[Work task]
Check every line of the entries below for "front", and copy the lines that have it.

Start of Block

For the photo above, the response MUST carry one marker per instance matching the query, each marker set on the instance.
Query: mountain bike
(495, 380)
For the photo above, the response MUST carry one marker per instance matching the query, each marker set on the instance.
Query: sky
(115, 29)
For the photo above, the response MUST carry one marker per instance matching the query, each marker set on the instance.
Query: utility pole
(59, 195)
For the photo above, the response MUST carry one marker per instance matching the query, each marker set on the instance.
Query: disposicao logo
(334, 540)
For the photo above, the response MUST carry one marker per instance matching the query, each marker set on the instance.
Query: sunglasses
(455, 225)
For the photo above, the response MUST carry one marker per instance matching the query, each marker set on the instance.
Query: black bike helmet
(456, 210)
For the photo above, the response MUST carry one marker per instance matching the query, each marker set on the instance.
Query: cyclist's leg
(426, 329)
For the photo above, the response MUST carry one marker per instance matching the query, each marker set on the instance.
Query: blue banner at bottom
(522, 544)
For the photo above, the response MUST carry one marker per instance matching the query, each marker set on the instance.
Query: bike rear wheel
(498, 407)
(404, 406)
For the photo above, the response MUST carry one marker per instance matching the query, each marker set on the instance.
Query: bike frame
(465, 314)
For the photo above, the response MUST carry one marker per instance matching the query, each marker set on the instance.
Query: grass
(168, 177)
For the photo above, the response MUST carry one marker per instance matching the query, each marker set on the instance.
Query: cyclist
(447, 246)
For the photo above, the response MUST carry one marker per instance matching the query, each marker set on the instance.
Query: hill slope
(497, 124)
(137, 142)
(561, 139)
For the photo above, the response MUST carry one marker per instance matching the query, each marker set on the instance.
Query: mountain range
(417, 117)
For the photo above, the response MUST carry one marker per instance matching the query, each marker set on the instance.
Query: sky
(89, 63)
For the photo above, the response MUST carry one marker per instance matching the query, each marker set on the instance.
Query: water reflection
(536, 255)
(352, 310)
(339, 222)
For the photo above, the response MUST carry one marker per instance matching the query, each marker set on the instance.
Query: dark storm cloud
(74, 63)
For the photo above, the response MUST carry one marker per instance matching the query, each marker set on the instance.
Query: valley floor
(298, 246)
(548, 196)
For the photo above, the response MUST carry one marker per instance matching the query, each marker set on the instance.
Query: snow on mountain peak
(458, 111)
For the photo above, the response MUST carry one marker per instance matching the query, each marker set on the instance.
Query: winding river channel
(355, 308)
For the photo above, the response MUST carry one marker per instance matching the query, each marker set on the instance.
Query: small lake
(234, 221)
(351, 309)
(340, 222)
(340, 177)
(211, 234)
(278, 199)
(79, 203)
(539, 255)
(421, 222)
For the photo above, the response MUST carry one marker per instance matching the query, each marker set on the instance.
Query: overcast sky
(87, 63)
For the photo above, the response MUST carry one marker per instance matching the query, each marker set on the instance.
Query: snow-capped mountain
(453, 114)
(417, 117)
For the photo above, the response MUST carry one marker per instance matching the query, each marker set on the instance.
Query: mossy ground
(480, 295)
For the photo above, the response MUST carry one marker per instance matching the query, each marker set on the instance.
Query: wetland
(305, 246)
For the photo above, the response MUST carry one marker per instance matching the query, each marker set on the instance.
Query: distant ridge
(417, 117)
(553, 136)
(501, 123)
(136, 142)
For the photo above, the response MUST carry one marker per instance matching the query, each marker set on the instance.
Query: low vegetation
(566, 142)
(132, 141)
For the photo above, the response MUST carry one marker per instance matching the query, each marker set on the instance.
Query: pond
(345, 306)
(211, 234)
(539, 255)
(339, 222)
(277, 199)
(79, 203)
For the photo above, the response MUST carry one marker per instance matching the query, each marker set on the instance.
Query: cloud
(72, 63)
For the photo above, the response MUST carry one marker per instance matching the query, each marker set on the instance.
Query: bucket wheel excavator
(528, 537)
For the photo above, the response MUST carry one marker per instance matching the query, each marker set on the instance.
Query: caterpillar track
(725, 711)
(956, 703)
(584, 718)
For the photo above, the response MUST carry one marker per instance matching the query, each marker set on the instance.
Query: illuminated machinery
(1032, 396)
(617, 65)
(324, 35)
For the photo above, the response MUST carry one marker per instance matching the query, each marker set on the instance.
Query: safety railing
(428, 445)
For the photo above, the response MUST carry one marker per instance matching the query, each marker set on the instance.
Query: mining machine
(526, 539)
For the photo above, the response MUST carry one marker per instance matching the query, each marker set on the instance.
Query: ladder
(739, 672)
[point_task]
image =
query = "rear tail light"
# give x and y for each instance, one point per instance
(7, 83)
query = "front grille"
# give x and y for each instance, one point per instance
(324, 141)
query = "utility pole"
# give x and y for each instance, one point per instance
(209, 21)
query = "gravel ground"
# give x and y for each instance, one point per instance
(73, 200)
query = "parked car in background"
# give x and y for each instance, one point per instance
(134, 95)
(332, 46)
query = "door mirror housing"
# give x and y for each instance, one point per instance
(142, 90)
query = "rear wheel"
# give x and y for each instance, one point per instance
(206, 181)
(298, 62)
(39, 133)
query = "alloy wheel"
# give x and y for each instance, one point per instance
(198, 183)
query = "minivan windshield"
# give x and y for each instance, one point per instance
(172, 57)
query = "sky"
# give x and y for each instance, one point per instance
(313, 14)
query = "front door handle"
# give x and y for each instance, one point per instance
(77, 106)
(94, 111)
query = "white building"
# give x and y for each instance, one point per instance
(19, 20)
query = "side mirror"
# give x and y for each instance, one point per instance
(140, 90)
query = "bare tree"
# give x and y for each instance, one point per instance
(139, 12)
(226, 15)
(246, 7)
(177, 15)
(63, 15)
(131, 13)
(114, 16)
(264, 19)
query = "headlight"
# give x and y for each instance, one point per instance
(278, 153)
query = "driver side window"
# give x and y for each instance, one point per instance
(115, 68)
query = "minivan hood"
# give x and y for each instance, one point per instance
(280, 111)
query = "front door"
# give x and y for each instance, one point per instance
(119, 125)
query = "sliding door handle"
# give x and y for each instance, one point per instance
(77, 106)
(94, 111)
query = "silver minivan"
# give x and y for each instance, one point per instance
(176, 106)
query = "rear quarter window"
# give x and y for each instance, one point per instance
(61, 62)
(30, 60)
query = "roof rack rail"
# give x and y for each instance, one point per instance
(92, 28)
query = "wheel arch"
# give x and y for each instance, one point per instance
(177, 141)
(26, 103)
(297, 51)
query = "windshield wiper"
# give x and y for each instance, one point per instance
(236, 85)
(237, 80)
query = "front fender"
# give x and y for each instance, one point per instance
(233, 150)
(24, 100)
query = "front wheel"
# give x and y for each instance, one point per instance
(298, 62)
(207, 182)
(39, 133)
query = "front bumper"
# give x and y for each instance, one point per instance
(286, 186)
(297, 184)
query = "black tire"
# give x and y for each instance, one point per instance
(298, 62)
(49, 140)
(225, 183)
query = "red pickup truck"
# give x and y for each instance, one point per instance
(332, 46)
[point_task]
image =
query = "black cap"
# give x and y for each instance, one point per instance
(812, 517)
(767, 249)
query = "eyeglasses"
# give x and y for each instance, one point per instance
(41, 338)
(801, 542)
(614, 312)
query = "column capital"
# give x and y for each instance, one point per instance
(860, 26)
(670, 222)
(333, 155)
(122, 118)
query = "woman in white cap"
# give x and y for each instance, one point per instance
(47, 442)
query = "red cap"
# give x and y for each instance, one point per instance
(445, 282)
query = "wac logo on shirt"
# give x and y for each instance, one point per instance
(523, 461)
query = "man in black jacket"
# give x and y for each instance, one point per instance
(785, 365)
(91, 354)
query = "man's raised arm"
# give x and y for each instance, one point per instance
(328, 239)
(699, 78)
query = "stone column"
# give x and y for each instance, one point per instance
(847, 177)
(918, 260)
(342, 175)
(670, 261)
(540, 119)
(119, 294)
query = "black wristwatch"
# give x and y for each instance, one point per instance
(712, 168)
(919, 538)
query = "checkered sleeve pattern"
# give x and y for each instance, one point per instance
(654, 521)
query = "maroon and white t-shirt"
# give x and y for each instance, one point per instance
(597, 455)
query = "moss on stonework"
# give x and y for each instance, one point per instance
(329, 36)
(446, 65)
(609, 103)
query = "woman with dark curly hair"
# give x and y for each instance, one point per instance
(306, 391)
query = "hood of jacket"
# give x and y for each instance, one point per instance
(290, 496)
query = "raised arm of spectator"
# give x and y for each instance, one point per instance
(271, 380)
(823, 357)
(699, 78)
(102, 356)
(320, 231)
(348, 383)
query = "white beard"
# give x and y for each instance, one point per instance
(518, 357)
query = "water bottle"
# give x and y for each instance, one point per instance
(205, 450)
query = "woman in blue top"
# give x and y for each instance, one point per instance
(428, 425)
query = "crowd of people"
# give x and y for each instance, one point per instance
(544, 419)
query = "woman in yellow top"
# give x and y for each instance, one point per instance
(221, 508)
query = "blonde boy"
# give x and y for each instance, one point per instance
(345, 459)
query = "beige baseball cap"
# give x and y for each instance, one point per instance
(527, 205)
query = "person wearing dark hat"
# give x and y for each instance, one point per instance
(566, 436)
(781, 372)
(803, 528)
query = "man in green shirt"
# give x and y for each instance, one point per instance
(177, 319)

End of Block

[Response below]
query = "front grille"
query = "front door handle"
query = "front door"
query = "front fender"
query = "front wheel"
query = "front bumper"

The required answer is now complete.